**Task**
Your task is to output the data exactly as it stands.

**Data supplied**
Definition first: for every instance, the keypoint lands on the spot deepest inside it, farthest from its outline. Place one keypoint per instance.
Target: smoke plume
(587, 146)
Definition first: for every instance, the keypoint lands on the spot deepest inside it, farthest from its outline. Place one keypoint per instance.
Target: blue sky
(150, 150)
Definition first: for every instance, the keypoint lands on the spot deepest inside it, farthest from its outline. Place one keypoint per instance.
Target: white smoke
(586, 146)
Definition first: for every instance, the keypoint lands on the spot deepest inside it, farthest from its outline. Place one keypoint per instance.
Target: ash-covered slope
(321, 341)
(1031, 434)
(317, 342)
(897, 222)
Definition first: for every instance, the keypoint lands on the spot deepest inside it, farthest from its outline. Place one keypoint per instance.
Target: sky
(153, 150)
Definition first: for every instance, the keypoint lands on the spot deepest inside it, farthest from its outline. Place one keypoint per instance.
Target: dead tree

**Task output**
Definition first: for every instance, the keypoint lands on the spot deepest inside it, farthest from its outline. Place one keypoint per instance.
Target: smoke plume
(587, 146)
Definition first: for every instance, the keypoint lands on the spot deepest inside it, farthest from its outline. Place one keypoint per instance.
Target: blue sky
(150, 150)
Definition first: for every instance, the keypoint lands on the spot deepest inside it, farthest from its outline. Place one keypoint per instance.
Target: white smoke
(586, 146)
Definition first: for every instance, the keypoint lands on the spot deepest inside it, farthest from its outline. Place one keypoint per instance.
Target: ash-covered slope
(321, 341)
(1031, 434)
(317, 342)
(897, 222)
Definition first: for every instance, the keypoint lands on the spot deepest inside it, farthest from its outline. Place one keypoint per instance.
Target: sky
(153, 150)
Definition first: for every instance, the keypoint lands on the spot deepest inside it, farthest from its outline. Place one keypoint per instance.
Target: dead tree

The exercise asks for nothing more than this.